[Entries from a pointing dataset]
::::

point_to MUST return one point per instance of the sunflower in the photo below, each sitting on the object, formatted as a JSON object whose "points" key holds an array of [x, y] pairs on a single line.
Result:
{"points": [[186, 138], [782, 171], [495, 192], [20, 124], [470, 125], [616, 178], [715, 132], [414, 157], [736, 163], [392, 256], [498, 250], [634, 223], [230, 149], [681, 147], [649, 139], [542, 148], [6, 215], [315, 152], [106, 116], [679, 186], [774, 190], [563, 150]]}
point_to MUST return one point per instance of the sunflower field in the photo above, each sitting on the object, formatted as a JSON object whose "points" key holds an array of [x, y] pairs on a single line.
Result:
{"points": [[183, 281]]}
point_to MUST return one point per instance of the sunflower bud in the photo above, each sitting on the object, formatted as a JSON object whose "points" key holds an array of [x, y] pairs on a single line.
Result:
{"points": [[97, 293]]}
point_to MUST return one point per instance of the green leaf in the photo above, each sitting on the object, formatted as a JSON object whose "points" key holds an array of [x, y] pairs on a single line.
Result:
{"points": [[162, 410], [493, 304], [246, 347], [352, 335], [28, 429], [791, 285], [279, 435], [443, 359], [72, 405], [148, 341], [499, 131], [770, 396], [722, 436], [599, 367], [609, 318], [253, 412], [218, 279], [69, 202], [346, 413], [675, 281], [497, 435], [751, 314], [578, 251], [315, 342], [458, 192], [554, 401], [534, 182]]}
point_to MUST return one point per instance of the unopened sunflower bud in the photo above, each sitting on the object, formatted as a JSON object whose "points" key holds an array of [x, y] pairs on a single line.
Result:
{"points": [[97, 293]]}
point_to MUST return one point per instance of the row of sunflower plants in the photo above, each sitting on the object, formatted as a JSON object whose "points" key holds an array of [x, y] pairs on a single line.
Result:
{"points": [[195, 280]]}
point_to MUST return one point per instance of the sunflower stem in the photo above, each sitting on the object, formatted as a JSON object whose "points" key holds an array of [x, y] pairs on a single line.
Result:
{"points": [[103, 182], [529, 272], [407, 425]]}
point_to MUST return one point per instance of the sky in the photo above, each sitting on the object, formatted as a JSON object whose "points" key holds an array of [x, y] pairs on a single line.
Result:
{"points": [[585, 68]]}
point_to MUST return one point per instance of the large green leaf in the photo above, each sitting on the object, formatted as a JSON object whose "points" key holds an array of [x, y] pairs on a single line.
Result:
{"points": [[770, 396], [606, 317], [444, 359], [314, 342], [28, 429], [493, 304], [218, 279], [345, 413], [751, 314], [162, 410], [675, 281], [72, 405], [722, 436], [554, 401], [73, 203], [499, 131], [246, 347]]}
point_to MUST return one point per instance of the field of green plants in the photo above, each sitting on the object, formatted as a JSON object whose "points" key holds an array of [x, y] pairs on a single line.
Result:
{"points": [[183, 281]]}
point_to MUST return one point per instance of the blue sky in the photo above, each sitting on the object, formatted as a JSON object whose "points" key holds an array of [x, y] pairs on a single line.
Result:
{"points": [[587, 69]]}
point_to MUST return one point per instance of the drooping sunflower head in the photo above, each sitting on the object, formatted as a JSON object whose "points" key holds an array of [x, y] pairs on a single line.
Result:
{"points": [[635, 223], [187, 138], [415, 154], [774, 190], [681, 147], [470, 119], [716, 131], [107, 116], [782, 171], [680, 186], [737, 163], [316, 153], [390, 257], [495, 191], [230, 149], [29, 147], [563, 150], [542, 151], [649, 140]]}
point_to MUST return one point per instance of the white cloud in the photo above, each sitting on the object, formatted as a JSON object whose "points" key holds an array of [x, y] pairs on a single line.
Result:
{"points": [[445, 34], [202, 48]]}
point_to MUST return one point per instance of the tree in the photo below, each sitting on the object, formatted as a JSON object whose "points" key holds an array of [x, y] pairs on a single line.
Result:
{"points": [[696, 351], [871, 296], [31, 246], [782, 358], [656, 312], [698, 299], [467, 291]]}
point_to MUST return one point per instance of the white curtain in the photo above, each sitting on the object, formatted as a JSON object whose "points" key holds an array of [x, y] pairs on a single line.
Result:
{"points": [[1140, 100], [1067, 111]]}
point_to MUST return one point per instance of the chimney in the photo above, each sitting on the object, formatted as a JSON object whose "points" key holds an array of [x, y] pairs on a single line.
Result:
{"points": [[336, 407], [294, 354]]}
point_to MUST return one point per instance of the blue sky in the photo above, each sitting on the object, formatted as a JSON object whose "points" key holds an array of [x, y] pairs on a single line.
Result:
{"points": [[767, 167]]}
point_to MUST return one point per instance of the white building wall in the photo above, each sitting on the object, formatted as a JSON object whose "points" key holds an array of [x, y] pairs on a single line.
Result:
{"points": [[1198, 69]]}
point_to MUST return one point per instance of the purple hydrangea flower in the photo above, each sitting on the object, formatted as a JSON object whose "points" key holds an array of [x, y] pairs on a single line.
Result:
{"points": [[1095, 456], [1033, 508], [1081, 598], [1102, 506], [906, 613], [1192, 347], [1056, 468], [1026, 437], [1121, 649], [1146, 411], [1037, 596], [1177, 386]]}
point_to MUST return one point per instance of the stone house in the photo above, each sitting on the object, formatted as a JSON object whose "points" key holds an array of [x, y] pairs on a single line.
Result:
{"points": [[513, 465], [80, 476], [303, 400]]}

::::

**Work to complete**
Format every one of the entries above as a numbered list, leaving out any blank lines.

**Written reply**
1. point_to MUST return one point per instance of the sunflower in the photo below, each sitting on the object, formatted as a JSON object whose "points" key holds an array of [x, y] pairs on a single line.
2. Result:
3. {"points": [[186, 138], [782, 171], [495, 192], [20, 124], [470, 125], [616, 178], [715, 132], [414, 157], [736, 163], [392, 256], [498, 250], [634, 223], [230, 149], [681, 147], [649, 139], [542, 148], [6, 215], [315, 152], [106, 116], [679, 186], [774, 190], [563, 150]]}
4. point_to MUST return one point per instance of the sunflower field in the photo above, each sitting on the object, formatted as a JSON object whose "points" key holds an array of [x, y] pairs on a single line.
5. Result:
6. {"points": [[183, 281]]}
7. point_to MUST return one point per instance of the sunflower bud in the photo above, each sitting on the object, formatted as a JSON object whose "points" key holds an array of [x, y] pairs on a single line.
8. Result:
9. {"points": [[97, 293]]}
10. point_to MUST return one point per instance of the green leaf in the photo above, each sitting on the object, formatted as a JSON object whose "points" key holds an array of [x, y] pairs on a single line.
11. Result:
12. {"points": [[162, 410], [493, 304], [246, 347], [352, 335], [28, 429], [791, 285], [279, 435], [443, 359], [72, 405], [148, 341], [499, 131], [770, 396], [722, 436], [599, 367], [609, 318], [253, 412], [218, 279], [69, 202], [346, 413], [675, 281], [497, 435], [751, 314], [578, 251], [315, 342], [458, 192], [554, 401], [534, 182]]}
13. point_to MUST return one point per instance of the unopened sunflower bud in the photo above, each sitting on the object, formatted as a JSON object whose "points" key holds an array of [x, y] pairs on a single line.
14. Result:
15. {"points": [[97, 293]]}
16. point_to MUST return one point per instance of the row of sunflower plants in the photo above, each sitting on the object, formatted as a JSON object whose "points" key holds an array of [x, y] pairs on a single line.
17. Result:
18. {"points": [[195, 280]]}
19. point_to MUST return one point per instance of the sunflower stem in the photo above, each sitting on the object, formatted as a JSON object whose "points" key holds an array of [x, y] pairs on a single line.
20. Result:
21. {"points": [[103, 182], [529, 272], [407, 425]]}
22. point_to MUST return one point per instance of the sky in the photo above, each sitting on the object, formatted as a JSON object whose "points" key holds an array of [x, y] pairs on a single line.
23. Result:
24. {"points": [[585, 68]]}
25. point_to MUST return one point per instance of the large green leaf in the photo above, each sitting on the object, formatted as a JSON object whose "points" key holds an array of [x, y] pairs on a single line.
26. Result:
27. {"points": [[770, 396], [606, 317], [444, 359], [314, 342], [28, 429], [493, 304], [218, 279], [345, 413], [751, 314], [162, 410], [675, 281], [72, 405], [722, 436], [554, 401], [73, 203], [499, 131], [246, 347]]}
28. point_to MUST return one point per instance of the field of green plants in the photo above, each sitting on the object, formatted as a JSON object whose "points" key holds an array of [x, y] pairs on a single line.
29. Result:
30. {"points": [[183, 281]]}
31. point_to MUST return one point per instance of the blue sky in the photo above, each sitting on the object, formatted as a JSON object whose "points" key holds an array of [x, y] pairs on a single line.
32. Result:
33. {"points": [[587, 69]]}
34. point_to MUST return one point per instance of the drooping sunflower head in the photo above, each sitting on the object, formatted as a JSON object whose "points" key holds an array of [x, y] pairs on a single line.
35. Result:
36. {"points": [[635, 223], [187, 138], [415, 154], [774, 190], [681, 147], [470, 119], [716, 131], [107, 116], [782, 171], [680, 186], [737, 163], [316, 153], [390, 257], [495, 191], [230, 149], [29, 147], [563, 150], [542, 151], [649, 140]]}
37. point_to MUST return one point per instance of the white cloud in the photo above, each sitting on the object, formatted as a JSON object whose "points" key holds an array of [x, y] pairs on a single line.
38. Result:
39. {"points": [[445, 34], [202, 48]]}
40. point_to MUST return one point per instance of the tree in the photo below, each sitting on the object, formatted as a JSON object whose "points" key holds an array of [x, y] pairs on a single line.
41. Result:
42. {"points": [[696, 351], [871, 296], [31, 246], [782, 358], [656, 312], [698, 299], [467, 291]]}
43. point_to MUST return one point per instance of the white curtain in the photo above, each sitting on the object, formatted as a JSON object whose "points" key holds an array of [x, y] pairs on a single line.
44. Result:
45. {"points": [[1140, 100], [1067, 111]]}
46. point_to MUST return one point per instance of the chimney in the photo above, each sitting on the object, formatted as a JSON object whose "points" key holds an array of [x, y] pairs on a single line.
47. Result:
48. {"points": [[336, 407], [294, 354]]}
49. point_to MUST return one point per instance of the blue sky in the photo above, each sitting on the object, formatted as a JSON object whose "points" key holds an array of [x, y] pairs on a single line.
50. Result:
51. {"points": [[767, 167]]}
52. point_to MUST return one point per instance of the white building wall in the photo above, each sitting on the object, formatted as a JSON object whose "points" key holds an array of [x, y] pairs on a single line.
53. Result:
54. {"points": [[1198, 69]]}
55. point_to MUST return one point per instance of the purple hydrangea flower in the photo above, each sitting on the object, formatted as a JSON object whose "points" key holds an array of [x, y] pairs on a single line.
56. Result:
57. {"points": [[1095, 456], [1033, 508], [1081, 598], [1102, 506], [906, 613], [1192, 347], [1056, 468], [1026, 437], [1121, 649], [1146, 411], [1037, 596], [1177, 386]]}
58. point_to MUST return one point per instance of the stone house in the photo above, each sitting on the object, formatted as a JSON object whose "points" key holds an array of [x, y] pairs on a single line.
59. Result:
60. {"points": [[513, 465], [80, 476], [303, 400]]}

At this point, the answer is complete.